Brano proposto —

- - -

Se si considera il regime demografico tradizionale,presente fino alla metà del
Settecento in Europa e fino al Novecento nel resto del mondo, si osserva una crescita
della popolazione lenta e discontinua durante la quale ogni donna generava circa 5 6
figli, ma nemmeno la metà di essi riusciva a superare l’età infantile. Ed ecco che la
mortalità infantile diventava un enorme macigno da superare. La crescita
demografica così lenta era dovuta anche alle risorse alimentari disponibili, le quali
spesso conoscevano drammatiche fasi di calo a causa di carestie ed epidemie. La
situazione sembra cambiare nel momento in cui aumenta la natalità e diminuisce la
mortalità. Se si considera ad esempio la popolazione europea, essa aumentò molto
rapidamente tra l’Ottocento e il 1914 grazie anche alla scomparsa della peste e alle
migliori condizioni igieniche della città. A migliorare la condizione dei cittadini
furono anche la rivoluzione agricola e quella industriale, e i trasporti più efficienti
consentirono la precoce transizione delle popolazioni verso Paesi come l’Inghilterra
9
e l’Europa nord-occidentale. I progressi medico sanitari permisero di abbassare
l’asticella della mortalità, ma a causa dell’industrializzazione e dell’urbanizzazione
rallentò anche la natalità. Questo, però, non accadde nelle aree rurali, dove per i
contadini i figli costituivano utili braccia per il lavoro. Il calo della natalità riguardò,
invece, le città, dove mettere al mondo più bambini significava avere più bocche da
sfamare e dovere spendere enormi quantità di denaro, a causa anche della diffusione
della scolarizzazione obbligatoria e dell’imposizione dei limiti al lavoro minorile in
fabbrica.

- - -

Dati mostrati —

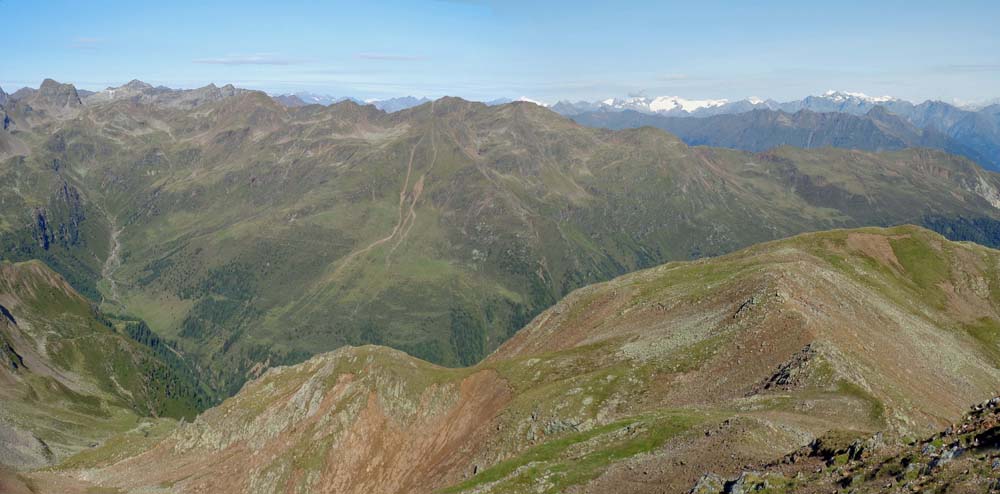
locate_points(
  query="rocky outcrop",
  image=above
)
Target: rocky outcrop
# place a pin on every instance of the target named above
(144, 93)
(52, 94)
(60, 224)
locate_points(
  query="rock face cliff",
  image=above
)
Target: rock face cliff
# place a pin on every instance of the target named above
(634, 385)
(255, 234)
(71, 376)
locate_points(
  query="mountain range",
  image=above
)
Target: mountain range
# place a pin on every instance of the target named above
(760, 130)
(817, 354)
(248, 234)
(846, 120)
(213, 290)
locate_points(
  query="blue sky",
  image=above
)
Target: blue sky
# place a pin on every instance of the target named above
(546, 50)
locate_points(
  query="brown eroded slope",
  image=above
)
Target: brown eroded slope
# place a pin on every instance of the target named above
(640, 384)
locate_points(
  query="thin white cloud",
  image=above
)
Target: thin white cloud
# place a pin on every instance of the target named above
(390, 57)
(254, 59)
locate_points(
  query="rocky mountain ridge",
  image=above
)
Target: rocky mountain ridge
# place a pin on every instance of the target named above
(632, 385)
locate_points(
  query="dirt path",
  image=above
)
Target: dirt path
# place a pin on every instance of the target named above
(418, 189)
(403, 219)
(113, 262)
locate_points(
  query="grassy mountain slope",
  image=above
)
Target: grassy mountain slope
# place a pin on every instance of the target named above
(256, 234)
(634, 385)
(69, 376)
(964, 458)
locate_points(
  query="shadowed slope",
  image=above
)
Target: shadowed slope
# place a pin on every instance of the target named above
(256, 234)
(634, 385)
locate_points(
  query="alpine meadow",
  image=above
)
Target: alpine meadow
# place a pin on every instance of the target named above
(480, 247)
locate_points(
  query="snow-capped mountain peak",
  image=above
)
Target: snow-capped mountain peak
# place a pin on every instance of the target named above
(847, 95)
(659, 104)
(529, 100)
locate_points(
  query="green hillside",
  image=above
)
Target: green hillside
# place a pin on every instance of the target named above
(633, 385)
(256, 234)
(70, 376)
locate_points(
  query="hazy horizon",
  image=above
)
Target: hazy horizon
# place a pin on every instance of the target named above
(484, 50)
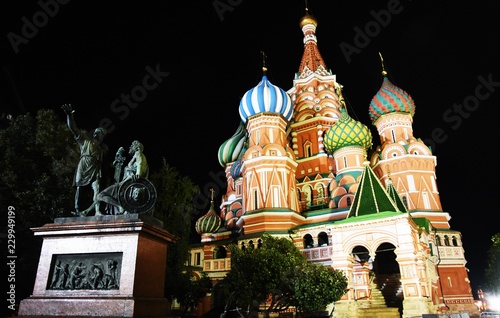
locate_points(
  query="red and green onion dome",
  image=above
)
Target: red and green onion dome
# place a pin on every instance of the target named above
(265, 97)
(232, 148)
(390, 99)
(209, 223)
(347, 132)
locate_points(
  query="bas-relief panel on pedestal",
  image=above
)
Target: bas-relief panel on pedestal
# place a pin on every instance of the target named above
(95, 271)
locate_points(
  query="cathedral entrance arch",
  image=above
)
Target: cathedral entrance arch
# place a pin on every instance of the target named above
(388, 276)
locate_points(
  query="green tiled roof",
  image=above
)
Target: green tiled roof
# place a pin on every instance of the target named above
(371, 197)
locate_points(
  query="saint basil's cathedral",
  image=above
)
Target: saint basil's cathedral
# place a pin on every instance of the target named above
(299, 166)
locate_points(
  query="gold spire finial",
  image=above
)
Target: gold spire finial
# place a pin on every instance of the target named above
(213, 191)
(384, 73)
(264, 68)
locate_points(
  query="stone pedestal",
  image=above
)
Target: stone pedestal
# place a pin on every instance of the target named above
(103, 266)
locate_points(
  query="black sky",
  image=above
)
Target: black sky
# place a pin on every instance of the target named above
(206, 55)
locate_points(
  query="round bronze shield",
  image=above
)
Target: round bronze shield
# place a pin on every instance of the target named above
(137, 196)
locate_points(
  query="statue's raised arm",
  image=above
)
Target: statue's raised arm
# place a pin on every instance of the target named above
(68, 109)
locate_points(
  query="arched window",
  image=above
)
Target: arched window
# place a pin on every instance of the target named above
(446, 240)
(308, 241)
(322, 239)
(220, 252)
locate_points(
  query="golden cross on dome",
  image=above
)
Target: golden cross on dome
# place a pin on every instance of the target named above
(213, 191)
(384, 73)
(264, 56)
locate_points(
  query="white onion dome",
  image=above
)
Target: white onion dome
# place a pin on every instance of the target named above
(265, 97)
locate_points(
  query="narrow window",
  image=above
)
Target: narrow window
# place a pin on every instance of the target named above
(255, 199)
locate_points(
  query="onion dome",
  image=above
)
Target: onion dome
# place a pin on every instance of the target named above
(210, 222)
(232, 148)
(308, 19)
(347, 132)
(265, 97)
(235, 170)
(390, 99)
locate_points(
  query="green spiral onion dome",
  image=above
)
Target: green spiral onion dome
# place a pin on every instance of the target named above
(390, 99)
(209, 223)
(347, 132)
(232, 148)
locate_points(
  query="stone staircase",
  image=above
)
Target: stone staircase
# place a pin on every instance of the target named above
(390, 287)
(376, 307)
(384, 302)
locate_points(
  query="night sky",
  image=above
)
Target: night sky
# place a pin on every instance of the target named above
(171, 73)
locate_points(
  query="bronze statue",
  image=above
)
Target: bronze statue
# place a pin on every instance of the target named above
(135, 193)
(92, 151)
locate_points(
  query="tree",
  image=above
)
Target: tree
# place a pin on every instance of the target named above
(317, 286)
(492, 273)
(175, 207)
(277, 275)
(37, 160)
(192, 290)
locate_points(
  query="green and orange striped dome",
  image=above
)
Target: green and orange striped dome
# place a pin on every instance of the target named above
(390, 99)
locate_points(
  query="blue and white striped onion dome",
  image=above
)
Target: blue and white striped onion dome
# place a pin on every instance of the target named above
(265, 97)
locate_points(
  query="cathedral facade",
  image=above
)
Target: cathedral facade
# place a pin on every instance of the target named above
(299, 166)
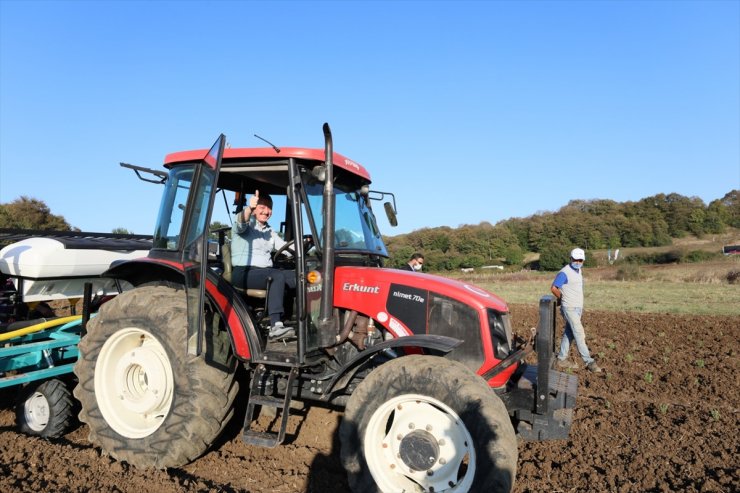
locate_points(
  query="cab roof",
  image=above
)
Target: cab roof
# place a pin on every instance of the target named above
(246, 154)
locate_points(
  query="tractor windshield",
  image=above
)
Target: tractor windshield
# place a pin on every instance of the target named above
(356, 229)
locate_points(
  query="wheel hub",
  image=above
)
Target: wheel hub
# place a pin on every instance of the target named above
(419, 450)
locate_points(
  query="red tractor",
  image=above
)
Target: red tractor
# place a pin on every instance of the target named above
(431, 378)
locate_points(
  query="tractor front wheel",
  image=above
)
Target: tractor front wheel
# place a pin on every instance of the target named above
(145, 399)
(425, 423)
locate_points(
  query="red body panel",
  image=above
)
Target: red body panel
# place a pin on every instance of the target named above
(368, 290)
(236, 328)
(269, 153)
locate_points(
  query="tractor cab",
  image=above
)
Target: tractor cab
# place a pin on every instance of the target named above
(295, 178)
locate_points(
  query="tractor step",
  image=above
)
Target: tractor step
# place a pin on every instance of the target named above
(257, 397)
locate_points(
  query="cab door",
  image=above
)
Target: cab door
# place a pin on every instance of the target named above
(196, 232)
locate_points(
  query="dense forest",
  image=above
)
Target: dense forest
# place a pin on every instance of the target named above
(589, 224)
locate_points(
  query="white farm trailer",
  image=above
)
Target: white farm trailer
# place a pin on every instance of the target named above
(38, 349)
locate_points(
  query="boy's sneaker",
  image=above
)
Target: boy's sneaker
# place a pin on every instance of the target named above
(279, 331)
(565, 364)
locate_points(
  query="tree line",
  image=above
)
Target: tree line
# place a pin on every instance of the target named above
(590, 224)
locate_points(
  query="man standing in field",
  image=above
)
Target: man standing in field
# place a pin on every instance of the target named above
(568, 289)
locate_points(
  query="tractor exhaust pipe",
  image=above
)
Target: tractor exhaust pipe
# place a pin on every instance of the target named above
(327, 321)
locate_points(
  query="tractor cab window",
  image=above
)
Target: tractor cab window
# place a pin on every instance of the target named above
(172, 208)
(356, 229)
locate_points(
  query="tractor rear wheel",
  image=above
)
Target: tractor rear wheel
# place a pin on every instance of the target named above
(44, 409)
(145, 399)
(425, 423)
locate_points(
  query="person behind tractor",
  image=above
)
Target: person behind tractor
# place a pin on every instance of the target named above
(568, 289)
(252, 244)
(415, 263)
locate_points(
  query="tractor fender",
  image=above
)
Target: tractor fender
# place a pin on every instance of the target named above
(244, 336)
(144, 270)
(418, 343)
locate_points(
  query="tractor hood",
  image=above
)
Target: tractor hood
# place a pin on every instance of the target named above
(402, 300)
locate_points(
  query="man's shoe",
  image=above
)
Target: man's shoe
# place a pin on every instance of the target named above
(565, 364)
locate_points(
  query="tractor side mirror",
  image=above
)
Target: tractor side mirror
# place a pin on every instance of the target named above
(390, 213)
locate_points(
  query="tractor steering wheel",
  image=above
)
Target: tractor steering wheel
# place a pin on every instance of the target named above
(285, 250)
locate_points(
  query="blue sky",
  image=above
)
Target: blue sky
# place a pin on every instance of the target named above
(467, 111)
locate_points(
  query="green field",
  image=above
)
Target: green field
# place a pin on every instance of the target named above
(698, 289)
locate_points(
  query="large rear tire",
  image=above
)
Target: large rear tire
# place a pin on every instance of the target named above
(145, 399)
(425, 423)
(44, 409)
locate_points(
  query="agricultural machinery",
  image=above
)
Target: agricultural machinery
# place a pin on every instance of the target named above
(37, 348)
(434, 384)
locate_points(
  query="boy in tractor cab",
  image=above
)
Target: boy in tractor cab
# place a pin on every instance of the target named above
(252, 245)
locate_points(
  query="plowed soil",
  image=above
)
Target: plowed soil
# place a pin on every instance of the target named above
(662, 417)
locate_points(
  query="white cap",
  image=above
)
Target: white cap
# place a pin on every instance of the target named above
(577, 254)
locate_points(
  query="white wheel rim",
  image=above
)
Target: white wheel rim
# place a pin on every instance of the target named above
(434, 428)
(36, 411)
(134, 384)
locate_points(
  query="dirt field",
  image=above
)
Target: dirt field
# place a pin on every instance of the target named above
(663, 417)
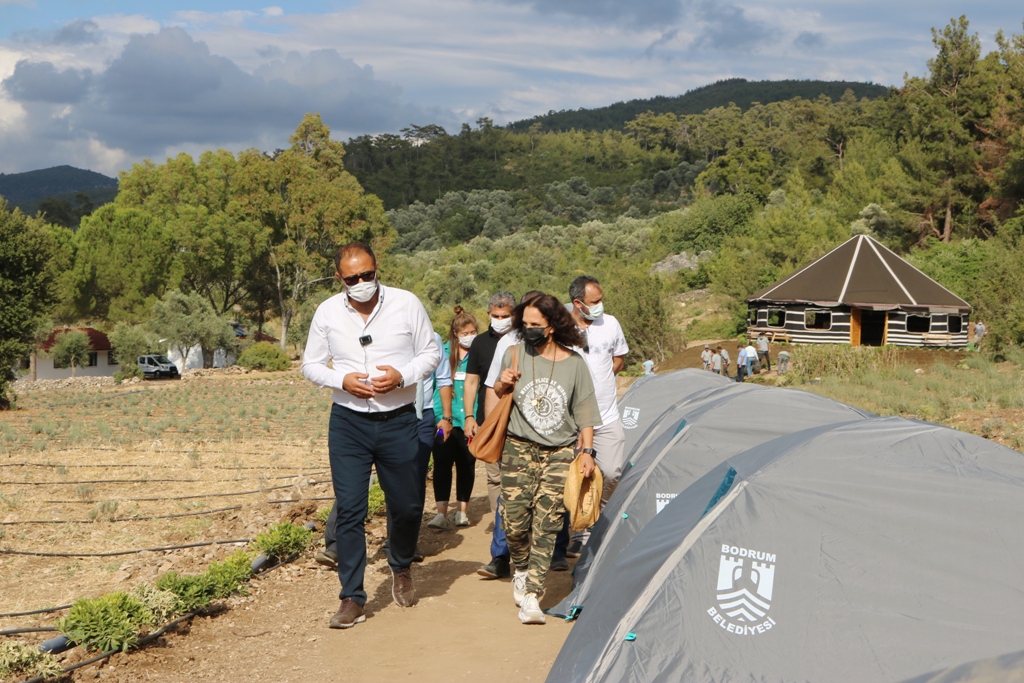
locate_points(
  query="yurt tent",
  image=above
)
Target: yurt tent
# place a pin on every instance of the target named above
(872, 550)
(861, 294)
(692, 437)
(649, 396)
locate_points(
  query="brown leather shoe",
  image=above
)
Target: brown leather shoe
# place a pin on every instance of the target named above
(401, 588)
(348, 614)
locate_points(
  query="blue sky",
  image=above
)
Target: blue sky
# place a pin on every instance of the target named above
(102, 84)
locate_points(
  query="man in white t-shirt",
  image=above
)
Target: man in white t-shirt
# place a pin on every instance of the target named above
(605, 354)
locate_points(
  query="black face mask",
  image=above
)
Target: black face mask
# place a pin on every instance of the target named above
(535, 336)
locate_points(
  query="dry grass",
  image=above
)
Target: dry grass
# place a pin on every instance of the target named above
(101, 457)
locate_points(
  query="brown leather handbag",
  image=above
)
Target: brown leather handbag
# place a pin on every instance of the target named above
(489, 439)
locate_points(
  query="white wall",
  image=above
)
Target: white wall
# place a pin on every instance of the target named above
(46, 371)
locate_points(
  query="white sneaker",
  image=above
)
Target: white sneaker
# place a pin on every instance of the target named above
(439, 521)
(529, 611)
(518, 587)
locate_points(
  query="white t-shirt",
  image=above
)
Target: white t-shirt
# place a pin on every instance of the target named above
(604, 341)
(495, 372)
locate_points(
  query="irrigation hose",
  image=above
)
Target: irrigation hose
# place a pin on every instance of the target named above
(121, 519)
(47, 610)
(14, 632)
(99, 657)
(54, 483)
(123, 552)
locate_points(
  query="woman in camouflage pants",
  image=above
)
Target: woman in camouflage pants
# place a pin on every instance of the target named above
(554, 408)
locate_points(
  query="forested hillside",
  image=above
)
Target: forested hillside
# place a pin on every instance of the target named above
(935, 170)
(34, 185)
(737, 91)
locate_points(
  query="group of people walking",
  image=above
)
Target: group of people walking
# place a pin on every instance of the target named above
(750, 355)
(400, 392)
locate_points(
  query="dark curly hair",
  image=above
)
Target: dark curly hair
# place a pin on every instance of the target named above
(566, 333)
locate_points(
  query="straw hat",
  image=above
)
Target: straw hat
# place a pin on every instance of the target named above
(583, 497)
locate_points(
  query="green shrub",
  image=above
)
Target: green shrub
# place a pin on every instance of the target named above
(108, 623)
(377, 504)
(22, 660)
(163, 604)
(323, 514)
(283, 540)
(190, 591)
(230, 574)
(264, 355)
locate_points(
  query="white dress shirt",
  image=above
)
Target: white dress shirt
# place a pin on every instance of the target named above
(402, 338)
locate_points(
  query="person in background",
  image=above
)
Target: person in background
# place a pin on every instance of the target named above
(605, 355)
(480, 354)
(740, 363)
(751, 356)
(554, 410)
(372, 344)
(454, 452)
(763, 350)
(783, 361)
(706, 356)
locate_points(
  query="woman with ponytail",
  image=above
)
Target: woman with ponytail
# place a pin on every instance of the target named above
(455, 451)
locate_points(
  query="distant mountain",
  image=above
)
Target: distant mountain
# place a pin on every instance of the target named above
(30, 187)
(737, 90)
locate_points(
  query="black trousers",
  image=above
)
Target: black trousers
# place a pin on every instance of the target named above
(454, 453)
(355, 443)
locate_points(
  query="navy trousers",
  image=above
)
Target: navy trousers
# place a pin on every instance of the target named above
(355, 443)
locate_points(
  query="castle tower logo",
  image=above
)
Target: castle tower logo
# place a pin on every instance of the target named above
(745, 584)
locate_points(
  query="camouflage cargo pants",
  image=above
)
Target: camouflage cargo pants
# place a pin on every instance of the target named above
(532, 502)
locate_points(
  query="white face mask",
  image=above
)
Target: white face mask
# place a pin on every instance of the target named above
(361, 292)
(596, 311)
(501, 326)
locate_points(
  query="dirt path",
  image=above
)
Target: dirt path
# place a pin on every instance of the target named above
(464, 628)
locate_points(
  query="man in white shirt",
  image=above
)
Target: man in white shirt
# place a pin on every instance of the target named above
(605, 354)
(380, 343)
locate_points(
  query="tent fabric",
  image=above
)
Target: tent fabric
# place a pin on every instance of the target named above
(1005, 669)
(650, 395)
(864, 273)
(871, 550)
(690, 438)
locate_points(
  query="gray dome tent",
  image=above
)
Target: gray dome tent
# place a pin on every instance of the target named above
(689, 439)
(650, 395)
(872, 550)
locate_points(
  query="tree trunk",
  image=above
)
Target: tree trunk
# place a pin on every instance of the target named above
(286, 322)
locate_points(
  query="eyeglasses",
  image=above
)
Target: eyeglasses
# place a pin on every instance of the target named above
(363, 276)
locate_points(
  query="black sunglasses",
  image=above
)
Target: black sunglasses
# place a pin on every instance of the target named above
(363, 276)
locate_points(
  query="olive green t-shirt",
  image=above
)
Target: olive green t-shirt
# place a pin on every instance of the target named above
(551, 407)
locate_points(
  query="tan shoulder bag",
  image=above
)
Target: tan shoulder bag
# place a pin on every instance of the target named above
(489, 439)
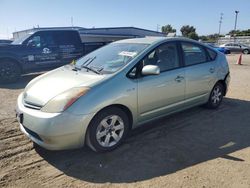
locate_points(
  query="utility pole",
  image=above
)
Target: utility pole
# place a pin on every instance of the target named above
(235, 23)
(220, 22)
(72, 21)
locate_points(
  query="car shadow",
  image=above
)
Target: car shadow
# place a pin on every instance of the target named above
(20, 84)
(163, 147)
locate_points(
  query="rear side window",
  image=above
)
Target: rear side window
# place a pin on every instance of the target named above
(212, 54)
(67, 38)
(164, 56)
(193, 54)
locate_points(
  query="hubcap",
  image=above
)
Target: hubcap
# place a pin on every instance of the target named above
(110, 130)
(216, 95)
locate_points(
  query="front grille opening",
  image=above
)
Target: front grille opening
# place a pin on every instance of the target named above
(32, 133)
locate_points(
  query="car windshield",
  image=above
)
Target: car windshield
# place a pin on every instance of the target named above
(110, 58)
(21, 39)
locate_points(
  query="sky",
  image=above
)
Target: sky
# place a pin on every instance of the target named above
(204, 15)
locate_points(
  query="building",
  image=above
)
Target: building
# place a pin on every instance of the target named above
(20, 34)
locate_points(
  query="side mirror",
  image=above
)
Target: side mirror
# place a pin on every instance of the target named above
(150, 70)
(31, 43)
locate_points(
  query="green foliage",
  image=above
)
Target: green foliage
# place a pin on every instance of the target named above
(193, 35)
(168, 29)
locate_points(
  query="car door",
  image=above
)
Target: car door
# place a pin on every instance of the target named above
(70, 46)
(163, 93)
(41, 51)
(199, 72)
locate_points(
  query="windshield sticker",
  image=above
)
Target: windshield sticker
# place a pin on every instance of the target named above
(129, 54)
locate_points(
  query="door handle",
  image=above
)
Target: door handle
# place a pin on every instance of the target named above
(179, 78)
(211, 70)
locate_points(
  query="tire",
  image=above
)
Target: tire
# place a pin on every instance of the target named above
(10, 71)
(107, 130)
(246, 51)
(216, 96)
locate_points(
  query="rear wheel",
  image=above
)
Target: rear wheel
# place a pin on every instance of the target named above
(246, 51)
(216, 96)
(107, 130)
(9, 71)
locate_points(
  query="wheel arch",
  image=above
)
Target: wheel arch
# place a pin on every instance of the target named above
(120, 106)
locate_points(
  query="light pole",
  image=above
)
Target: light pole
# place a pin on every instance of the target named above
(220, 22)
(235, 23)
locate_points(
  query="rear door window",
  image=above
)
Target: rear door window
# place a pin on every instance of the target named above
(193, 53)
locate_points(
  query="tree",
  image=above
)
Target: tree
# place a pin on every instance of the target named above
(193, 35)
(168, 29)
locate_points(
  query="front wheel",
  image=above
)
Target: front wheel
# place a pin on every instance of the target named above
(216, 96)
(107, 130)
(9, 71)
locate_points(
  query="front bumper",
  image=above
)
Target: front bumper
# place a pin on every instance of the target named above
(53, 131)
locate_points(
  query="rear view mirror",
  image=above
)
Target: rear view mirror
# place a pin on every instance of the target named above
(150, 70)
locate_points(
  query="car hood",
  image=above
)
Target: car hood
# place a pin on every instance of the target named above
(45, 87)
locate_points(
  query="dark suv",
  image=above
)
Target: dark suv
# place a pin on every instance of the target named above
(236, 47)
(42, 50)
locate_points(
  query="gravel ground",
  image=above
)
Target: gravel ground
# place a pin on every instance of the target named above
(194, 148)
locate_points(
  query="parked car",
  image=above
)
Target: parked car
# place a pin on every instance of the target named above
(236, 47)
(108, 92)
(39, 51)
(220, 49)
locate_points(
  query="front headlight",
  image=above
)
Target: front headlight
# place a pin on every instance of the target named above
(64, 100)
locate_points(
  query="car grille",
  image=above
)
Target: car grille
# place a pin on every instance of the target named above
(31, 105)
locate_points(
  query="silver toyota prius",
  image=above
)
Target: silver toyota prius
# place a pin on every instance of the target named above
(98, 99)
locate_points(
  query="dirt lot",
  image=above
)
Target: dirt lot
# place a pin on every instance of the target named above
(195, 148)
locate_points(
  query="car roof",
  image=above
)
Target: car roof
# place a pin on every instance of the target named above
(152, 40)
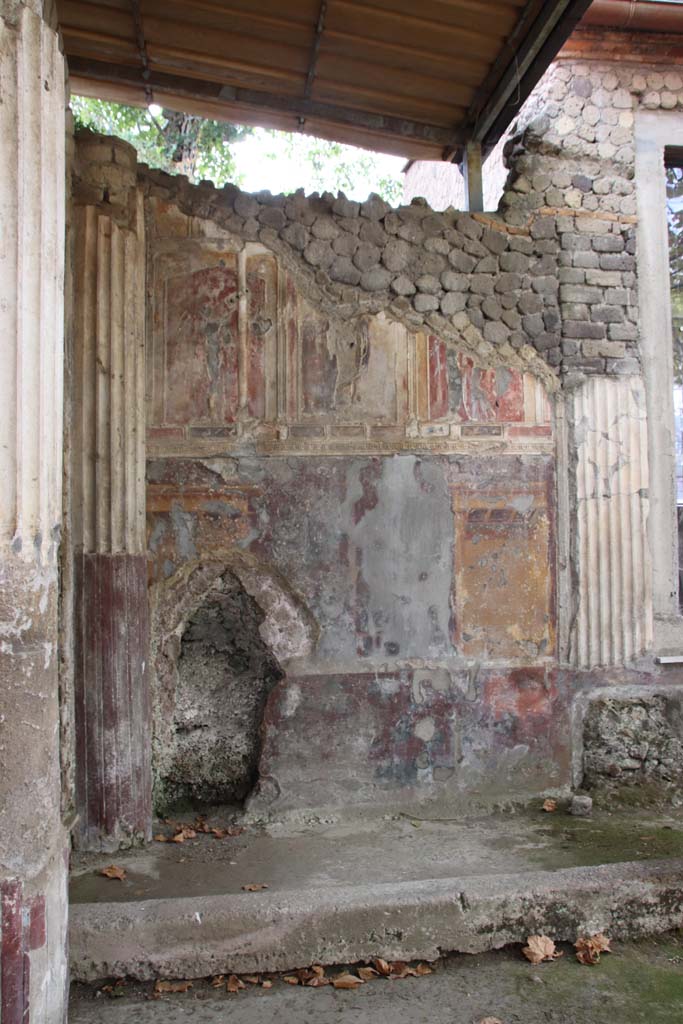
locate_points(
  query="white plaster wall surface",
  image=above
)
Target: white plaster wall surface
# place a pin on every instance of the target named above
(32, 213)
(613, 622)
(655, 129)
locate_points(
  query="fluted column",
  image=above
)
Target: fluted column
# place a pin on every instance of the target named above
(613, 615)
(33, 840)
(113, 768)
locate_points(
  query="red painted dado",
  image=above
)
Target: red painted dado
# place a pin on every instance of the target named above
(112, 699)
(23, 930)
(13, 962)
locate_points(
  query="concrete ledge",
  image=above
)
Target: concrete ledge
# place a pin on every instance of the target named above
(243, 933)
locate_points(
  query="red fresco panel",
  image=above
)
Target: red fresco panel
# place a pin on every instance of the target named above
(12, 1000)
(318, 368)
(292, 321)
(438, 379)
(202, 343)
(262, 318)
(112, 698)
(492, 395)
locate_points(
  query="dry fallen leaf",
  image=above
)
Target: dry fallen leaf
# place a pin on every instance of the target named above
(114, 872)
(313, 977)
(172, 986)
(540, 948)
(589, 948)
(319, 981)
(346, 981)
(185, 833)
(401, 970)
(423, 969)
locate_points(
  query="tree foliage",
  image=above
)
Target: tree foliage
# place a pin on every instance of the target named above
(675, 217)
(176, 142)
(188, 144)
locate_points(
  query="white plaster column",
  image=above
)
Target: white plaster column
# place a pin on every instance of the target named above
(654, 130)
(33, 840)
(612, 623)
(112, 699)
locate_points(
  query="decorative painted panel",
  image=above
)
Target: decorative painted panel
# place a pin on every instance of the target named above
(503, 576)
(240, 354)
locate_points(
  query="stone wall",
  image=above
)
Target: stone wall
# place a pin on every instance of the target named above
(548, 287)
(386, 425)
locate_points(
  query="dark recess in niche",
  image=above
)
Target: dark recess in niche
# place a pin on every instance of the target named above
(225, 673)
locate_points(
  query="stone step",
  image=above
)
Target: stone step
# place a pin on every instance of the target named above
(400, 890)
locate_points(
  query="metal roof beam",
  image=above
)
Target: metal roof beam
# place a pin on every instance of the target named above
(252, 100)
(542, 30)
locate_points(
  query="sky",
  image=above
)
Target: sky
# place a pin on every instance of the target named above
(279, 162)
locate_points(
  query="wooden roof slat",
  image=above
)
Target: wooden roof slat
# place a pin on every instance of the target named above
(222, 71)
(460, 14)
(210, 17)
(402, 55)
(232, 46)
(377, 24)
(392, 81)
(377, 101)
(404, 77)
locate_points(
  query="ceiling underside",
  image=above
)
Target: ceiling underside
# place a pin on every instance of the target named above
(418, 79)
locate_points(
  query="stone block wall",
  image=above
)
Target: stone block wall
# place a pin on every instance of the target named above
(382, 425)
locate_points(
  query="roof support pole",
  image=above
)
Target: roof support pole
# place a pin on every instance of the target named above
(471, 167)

- - -

Consegna —
Elenca, nell'ordine in cui compaiono, tutti i riferimenti temporali a secoli, periodi o anni presenti nel brano sul regime demografico. Per rispondere bisogna basarsi soltanto sul brano proposto.

Soluzione —
- la metà del Settecento
- il Novecento
- l'Ottocento
- il 1914